====== Data for review

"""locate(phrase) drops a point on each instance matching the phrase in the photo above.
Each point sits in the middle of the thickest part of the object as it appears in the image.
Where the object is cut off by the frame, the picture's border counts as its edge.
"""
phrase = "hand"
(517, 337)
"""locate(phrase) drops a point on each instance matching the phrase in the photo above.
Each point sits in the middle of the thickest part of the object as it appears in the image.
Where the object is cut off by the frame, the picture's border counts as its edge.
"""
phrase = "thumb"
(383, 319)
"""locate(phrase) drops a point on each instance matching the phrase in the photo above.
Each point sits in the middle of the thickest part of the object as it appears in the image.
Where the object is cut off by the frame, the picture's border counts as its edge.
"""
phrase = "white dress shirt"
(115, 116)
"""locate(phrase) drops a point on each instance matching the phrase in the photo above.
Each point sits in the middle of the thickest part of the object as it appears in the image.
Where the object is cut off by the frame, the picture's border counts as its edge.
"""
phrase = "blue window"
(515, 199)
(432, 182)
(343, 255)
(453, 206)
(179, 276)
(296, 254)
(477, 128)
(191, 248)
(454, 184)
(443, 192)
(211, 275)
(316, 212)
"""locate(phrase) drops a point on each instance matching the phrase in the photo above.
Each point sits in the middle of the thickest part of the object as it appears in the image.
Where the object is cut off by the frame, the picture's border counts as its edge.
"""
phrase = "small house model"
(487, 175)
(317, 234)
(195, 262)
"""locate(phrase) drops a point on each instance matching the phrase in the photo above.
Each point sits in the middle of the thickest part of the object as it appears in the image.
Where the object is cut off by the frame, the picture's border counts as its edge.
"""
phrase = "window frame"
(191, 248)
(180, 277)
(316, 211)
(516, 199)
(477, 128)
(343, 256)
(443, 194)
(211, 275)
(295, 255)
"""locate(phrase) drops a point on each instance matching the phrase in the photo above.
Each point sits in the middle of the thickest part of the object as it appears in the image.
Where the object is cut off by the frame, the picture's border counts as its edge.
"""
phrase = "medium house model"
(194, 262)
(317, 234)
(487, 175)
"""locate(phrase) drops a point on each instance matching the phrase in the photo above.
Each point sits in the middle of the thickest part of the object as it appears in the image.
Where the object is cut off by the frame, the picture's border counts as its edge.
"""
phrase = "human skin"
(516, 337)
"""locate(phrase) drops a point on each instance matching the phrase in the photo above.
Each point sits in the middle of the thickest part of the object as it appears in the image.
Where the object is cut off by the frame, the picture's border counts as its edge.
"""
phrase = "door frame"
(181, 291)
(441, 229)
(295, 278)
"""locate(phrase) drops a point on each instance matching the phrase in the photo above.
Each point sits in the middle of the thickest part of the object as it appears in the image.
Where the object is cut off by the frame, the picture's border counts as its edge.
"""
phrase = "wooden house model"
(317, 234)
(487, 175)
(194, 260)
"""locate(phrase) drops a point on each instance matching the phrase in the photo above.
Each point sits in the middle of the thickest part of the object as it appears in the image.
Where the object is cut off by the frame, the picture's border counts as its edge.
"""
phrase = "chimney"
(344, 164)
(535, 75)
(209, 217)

============

Each record needs to be duplicated exactly.

=== Task result ===
"""locate(phrase) drops a point on each instance matching the phrase in the photo above.
Each point sits in the middle of the thickest part of the object as it appears in the image.
Where the object is cut off by the frame, the picture's border counts as its edge.
"""
phrase = "hand"
(517, 337)
"""locate(phrase) drops a point on each instance matching the phrase in the photo above.
Each point sits in the middle of the thickest part of the object as it appears in the image.
Where the object is cut off by the frame, the picture's border counts as its edge.
"""
phrase = "thumb"
(383, 319)
"""locate(phrase) drops a point on each instance matching the phrase in the photo above.
Each point sits in the middle of the thickest part of the object as it appears in the image.
Where the object is cut off by the frame, the picture's border counts as its edge.
"""
phrase = "white dress shirt"
(115, 116)
"""locate(phrase) drops a point on each instance matching the phrase in the photo above.
Each point sits in the middle of the thickest part of the object as it appears in the image.
Where the object is cut off by the frame, the picture's border counts as its edge.
"""
phrase = "blue window"
(515, 199)
(432, 182)
(343, 255)
(453, 206)
(179, 276)
(296, 254)
(477, 128)
(191, 248)
(454, 184)
(443, 192)
(211, 275)
(316, 212)
"""locate(phrase) drops a point on each instance matching the phrase in the photo above.
Each point sits in the middle of the thickest part of the object as it appears in the image.
Where the object is cut off by the frame, the picture's border counts as its edge.
"""
phrase = "small house model"
(487, 175)
(317, 234)
(195, 262)
"""locate(phrase) drops a point on each instance matching the phrase in the photo above.
Each point sits in the middle of the thickest part of the object as it appears in the image.
Where the object is cut off by the frame, the picture's border counts as its edge.
"""
phrase = "window frame"
(191, 248)
(180, 277)
(316, 211)
(516, 199)
(477, 128)
(343, 256)
(443, 194)
(211, 275)
(295, 255)
"""locate(phrase) drops a point on each instance matching the phrase in the photo above.
Each point sits in the middle of the thickest part of the object as it appears in the image.
Where the object is cut off by the frame, the picture's border counts as its edge.
"""
phrase = "medium house model"
(194, 262)
(317, 234)
(487, 175)
"""locate(phrase) drops a point on each instance matching the phrase in the photo above.
Each point sits in the middle of the thickest part of the object as it appears in the image.
Where the object is cut off by the frame, the picture's border counts as its edge.
"""
phrase = "human skin"
(516, 337)
"""locate(phrase) drops a point on each instance matching the phrase in the photo above.
Each point sits in the middle of the thickest part of the object as it appears in the image.
Where the object is cut off by the frame, the picture's border counts as its edge.
"""
phrase = "door frame"
(181, 291)
(441, 229)
(295, 278)
"""locate(phrase) drops a point on each instance matching the phrase in the photo above.
Each point sits in the middle of the thickest part of the object as it appears in the image.
Where the object is cut off by the frame, the picture's border counts as its edge.
"""
phrase = "wooden house model"
(317, 234)
(487, 175)
(194, 260)
"""locate(phrase) drops a point on each instance matching the phrase in the photo above.
Each point sits in the middle of the thickest part of the object as it appears in the image.
Where the object is cut off by the frame, the picture's border counts as its edge.
"""
phrase = "chimney"
(344, 164)
(535, 75)
(209, 217)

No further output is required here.